Data taken from a collection:
::::::::::

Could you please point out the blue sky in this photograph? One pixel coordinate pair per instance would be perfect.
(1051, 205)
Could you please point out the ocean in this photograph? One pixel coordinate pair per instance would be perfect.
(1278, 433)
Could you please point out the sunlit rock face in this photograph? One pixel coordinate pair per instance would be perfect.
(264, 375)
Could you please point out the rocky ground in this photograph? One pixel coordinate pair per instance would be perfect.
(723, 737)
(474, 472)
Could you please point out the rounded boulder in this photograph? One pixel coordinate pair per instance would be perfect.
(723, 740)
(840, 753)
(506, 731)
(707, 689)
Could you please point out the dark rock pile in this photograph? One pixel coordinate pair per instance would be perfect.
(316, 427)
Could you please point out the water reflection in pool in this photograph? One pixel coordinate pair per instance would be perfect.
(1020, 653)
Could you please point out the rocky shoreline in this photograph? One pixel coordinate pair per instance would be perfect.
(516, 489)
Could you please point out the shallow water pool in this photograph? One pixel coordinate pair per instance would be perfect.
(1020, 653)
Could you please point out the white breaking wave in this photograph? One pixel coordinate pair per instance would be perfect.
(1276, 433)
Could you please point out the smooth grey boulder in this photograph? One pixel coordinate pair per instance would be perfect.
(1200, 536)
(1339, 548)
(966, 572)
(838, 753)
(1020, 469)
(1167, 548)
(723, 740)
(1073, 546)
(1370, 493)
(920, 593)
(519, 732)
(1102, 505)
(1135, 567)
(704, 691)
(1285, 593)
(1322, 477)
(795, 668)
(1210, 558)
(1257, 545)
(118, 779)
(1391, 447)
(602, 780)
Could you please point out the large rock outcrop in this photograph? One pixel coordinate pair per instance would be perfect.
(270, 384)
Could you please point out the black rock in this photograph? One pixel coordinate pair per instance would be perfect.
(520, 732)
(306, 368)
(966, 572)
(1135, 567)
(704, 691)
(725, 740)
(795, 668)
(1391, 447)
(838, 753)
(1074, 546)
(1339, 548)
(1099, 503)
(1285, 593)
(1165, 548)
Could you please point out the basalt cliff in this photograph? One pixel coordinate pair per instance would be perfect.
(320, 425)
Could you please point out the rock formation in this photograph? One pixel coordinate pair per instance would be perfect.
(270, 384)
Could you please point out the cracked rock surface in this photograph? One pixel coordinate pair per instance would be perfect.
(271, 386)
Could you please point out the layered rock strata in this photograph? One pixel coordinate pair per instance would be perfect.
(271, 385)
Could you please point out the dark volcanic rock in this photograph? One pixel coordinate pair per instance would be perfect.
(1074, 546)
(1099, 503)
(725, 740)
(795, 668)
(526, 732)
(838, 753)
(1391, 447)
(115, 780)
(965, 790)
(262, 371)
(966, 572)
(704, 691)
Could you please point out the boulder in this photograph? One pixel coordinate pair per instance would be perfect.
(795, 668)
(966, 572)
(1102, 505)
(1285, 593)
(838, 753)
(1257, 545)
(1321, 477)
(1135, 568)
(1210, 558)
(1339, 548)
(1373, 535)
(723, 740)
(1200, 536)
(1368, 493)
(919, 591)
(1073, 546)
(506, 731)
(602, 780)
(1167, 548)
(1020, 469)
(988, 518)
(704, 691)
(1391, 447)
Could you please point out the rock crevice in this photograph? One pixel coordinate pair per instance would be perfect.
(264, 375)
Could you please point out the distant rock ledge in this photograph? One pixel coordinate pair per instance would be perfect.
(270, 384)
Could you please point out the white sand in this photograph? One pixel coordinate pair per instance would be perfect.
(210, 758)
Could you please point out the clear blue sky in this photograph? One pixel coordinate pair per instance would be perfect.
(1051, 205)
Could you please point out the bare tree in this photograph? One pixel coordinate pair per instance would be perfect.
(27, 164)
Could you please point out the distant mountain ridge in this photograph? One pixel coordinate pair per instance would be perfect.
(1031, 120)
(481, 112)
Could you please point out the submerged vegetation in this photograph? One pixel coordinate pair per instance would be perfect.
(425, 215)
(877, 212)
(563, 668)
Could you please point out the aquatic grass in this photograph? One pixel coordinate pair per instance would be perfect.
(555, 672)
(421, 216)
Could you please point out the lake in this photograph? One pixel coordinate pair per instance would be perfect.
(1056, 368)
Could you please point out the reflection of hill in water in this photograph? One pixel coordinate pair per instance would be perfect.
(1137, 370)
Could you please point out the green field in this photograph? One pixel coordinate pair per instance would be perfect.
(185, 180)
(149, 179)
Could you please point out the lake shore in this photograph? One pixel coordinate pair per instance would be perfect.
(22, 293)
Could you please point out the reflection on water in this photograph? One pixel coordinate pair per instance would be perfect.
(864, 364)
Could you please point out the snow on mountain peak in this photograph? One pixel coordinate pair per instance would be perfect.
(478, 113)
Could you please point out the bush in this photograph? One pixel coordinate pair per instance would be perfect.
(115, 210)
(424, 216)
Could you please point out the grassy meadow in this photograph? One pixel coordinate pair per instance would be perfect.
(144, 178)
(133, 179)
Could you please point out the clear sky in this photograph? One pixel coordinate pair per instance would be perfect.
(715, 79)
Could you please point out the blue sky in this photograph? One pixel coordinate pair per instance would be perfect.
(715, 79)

::::::::::

■ **JOB**:
Please update all of the items above by replacing "point out" with "locate" and leaving the rest unchanged.

■ **TASK SOLUTION**:
Could you please locate the blue sky in this photograph? One pixel coordinate pair per instance would be perfect.
(1051, 205)
Could you please locate the ocean in this photograph? One pixel coordinate pair per instance would be perfect.
(1278, 433)
Could you please locate the sunlit rock face in this photograph? One pixel coordinate pair per instance would be perfect.
(264, 375)
Could you please locate the rocky ground in this photograph? One pixel coordinate pair per instance would be perfect.
(723, 737)
(474, 472)
Could you please locate the rounded boulder in this photograph? One pixel coordinate pair per instance would be perfect.
(723, 740)
(840, 753)
(506, 731)
(707, 689)
Could you please locate the dark rock pile in this photograph? One pixel coordinate pair per instance would be perfect.
(316, 427)
Could you please locate the water reflection in pool in this photograph? One pixel coordinate pair per instance would be perfect.
(1020, 653)
Could you please locate the rocky shoreline in this photograph? One pixel coordinate pair per instance would be perfect.
(516, 489)
Could you please locate the shallow water pool in this photograph? One pixel coordinate pair per instance would be perfect.
(1020, 653)
Could you please locate the white breaking wave in this photograph? One pixel coordinate pair per instance would be perfect.
(1276, 433)
Could you please locate the smooth grey boulder in this photograph? One pixel coordinate pair per instance would be perfect.
(1200, 536)
(1339, 548)
(966, 572)
(838, 753)
(1020, 469)
(1167, 548)
(723, 740)
(1073, 546)
(1370, 493)
(920, 593)
(519, 732)
(1102, 505)
(1135, 567)
(704, 691)
(1285, 593)
(1322, 477)
(795, 668)
(1210, 558)
(1257, 545)
(118, 779)
(1391, 447)
(602, 780)
Could you please locate the large rock outcrop in this photograph? One pixel coordinate pair per instance would be perfect.
(270, 384)
Could you please locate the black rock in this photograph? One pixel coordinate pair per instance would be perfect.
(520, 732)
(306, 368)
(966, 572)
(1135, 567)
(704, 691)
(725, 740)
(795, 668)
(1391, 447)
(838, 753)
(1074, 546)
(1339, 548)
(1099, 503)
(1285, 593)
(1165, 548)
Could you please locate the basalt cliff in this photograph? One pixel coordinate pair per instance would be perfect.
(320, 425)
Could you please locate the rock formation in this photograph? One pixel coordinate pair per instance would be perfect.
(270, 384)
Could you please locate the cracked rock surface in this photograph? One pixel coordinate pair per instance would be perfect.
(271, 386)
Could you please locate the layered rock strata in this photograph? One pixel coordinate pair per instance would be perfect.
(271, 385)
Could you please locate the dark volcanic rock in this photograph? One pixel coordinate pair per instance would be perfect.
(1074, 546)
(1099, 503)
(725, 740)
(795, 668)
(526, 732)
(838, 753)
(1391, 447)
(115, 780)
(965, 790)
(262, 371)
(966, 572)
(704, 691)
Could you please locate the boulder in this photograph? One pixel coordinate pair per instance would be perfect.
(795, 668)
(966, 572)
(1102, 505)
(1285, 593)
(838, 753)
(1257, 545)
(1321, 477)
(1135, 568)
(1210, 558)
(1339, 548)
(1373, 535)
(723, 740)
(1200, 536)
(1368, 493)
(919, 591)
(1073, 546)
(506, 731)
(602, 780)
(1167, 548)
(1020, 469)
(988, 518)
(704, 691)
(1391, 447)
Could you please locate the rock crevice in this photograph? One pixel coordinate pair per instance would be perfect.
(264, 375)
Could you please locate the distant rock ledge in this photograph? One pixel coordinate pair per instance would be perfect.
(270, 384)
Could you please locate the white sand in this photograph? One pixel coordinate pair per instance would be perfect.
(210, 758)
Could you please locate the clear blue sky in this photograph? One pixel coordinate pair per instance would be perfect.
(1051, 205)
Could you please locate the bare tree in this photograph? One pixel coordinate pair per instance would be perfect.
(27, 164)
Could you please locate the distant mountain ridge in this photograph? One pixel coordinate pair per instance would be perfect.
(1031, 120)
(481, 112)
Could you please locate the submerged vegetation in this photograph? One pixel coordinate pair per instance would be perfect.
(425, 215)
(877, 212)
(563, 668)
Could you please locate the aquatic grass in this photograph? One pixel coordinate pair per instance would be perfect.
(555, 672)
(421, 216)
Could you please locate the lake in this photograph? One pixel coordinate pair per instance would be perfect.
(1056, 368)
Could you please locate the reflection of hill in water in this photograph? One pixel coordinate pair per instance would be perfect.
(1137, 370)
Could you please locate the green field in this photograph? One pixel coordinate pair per instance would be perfect.
(185, 180)
(149, 179)
Could you please locate the lake shore in this photograph? One pixel coordinate pair per instance would be perfect.
(22, 293)
Could you please locate the reflection on water in this photograph? One pixel coordinate pair per instance would be perfect.
(864, 364)
Could you please locate the snow on mountain peak in this photograph? One pixel coordinate pair per instance would be perfect.
(478, 113)
Could you please locate the bush in this photograph? One pixel coordinate pair per instance would be perfect.
(115, 210)
(424, 216)
Could you please locate the grassy meadow in this photograph? One pixel coordinate pair per instance would be perfect.
(144, 178)
(133, 179)
Could you please locate the clear sky in this photograph? One pixel coordinate pair per instance would be perfect.
(715, 79)
Could you please locate the blue sky in this photograph? One pixel coordinate pair per instance would be perfect.
(715, 79)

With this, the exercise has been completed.